──────── Belge Alıntısı ────────
Mehmet ALTAN
Tam iki hafta önce bu sütunlarda yayınlanan ‘Hayat ve Plan’ başlıklı yazımın bir bölümü şöyleydi:
“Türkiye’de insan ölümleri ‘siyasi’ değilse kimse dönüp bakmaz, hâlbuki dönüp bakmayanların tümü de yarın bir gün aynı akıbete uğramaya adaydır.
Trafikteki muayene yetersizliğinden salkım saçak insanlar yollarda ölürken, iş kazaları da fazla mesai yapan Azrail’e dönmüş vaziyette.
Hatırlayın, 2014’ün ilk üç ayında 276 işçimizi iş kazalarında ve meslek hastalıklarında kaybettik.
İlk üç ayda hayatını kaybeden 276 işçiden 3’ü 18 yaş altındaki çocuklar.
2012’de 878, 2013’te ise bin 235 işçi iş kazasında hayatını kaybetmişti.
Taşeron işçi kullanımı azalmadığı, kayıt dışılık ortadan kalkmadığı, ağır ve tehlikeli işlerde kadınların ve çocukların çalıştırılmasına fütursuzca devam edildiği, kısacası kötü çalışma şartları sürdüğü sürece iş kazaları, çocuk yetişkin ayırt etmeden hayatları karartmaya devam edecek.
Taşeronlarla çalışan işçilerin, iş kazalarına daha fazla muhatap olduğu biliniyor, taşeron şirketlere yönelik yeni bir düzenleme fazlasıyla gerekli.
Özellikle inşaat sektöründe yeni bir düzenlemenin hayata geçirilmesi şart.
────────
• [Görev Tanımı 1]: İş kazaları yazısının "Trafikteki muayene yetersizliğinden" ile "kazasında hayatını kaybetmişti." arasındaki bölümünü, her ikisi de dahil olmak üzere, "çocuklar" yerine "çocuk işçiler" koyarak yeniden yazınız.
──────── Girdi Verisi ────────
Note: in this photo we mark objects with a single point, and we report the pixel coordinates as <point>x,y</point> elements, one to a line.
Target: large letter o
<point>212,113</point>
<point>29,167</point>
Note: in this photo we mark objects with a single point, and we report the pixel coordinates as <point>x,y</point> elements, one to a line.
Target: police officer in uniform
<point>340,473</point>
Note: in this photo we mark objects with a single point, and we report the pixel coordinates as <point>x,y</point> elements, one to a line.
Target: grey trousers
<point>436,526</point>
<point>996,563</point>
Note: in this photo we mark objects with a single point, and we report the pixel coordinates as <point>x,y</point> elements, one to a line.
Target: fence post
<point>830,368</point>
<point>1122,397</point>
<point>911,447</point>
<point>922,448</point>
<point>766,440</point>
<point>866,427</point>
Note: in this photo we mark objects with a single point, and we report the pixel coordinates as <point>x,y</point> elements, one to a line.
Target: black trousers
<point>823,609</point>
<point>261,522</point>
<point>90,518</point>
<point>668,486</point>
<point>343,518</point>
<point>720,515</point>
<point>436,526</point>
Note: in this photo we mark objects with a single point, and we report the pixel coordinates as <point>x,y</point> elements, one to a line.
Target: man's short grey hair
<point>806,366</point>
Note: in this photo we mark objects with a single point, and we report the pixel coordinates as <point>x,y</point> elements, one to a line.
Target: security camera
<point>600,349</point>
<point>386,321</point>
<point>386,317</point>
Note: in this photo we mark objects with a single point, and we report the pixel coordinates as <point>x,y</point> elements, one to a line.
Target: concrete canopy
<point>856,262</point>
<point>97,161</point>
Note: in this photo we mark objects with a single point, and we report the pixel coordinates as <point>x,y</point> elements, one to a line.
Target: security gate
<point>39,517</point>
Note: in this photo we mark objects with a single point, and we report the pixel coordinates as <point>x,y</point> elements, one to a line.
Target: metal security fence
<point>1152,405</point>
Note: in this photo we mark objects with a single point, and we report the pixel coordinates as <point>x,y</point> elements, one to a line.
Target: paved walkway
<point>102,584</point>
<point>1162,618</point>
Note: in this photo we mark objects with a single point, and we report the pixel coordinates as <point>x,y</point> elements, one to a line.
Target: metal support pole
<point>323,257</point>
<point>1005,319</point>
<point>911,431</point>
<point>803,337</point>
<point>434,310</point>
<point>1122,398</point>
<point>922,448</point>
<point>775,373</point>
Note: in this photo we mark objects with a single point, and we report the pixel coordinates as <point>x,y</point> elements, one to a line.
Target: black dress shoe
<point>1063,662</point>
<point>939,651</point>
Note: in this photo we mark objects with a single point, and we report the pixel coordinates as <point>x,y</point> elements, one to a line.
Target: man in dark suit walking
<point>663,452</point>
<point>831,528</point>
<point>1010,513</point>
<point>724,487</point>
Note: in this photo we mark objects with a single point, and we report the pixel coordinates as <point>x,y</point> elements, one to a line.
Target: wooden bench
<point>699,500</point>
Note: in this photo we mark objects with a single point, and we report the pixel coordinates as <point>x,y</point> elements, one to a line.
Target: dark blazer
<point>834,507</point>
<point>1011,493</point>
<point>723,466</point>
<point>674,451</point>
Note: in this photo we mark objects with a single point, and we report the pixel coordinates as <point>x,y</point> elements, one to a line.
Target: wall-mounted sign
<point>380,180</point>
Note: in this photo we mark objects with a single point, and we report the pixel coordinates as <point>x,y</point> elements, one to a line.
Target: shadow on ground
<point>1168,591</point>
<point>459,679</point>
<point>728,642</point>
────────
• [Görev Tanımı 2]: Satırlar içinde "dark" dizesini barındıranların tümünü bulup olduğu gibi aktarınız; büyük-küçük harf ayrımı gözetilmelidir.

• [Doğru Cevap 1]:
Trafikteki muayene yetersizliğinden salkım saçak insanlar yollarda ölürken, iş kazaları da fazla mesai yapan Azrail’e dönmüş vaziyette.
Hatırlayın, 2014’ün ilk üç ayında 276 işçimizi iş kazalarında ve meslek hastalıklarında kaybettik.
İlk üç ayda hayatını kaybeden 276 işçiden 3’ü 18 yaş altındaki çocuk işçiler.
2012’de 878, 2013’te ise bin 235 işçi iş kazasında hayatını kaybetmişti.

• [Doğru Cevap 2]:
Target: man in dark suit walking
Target: dark blazer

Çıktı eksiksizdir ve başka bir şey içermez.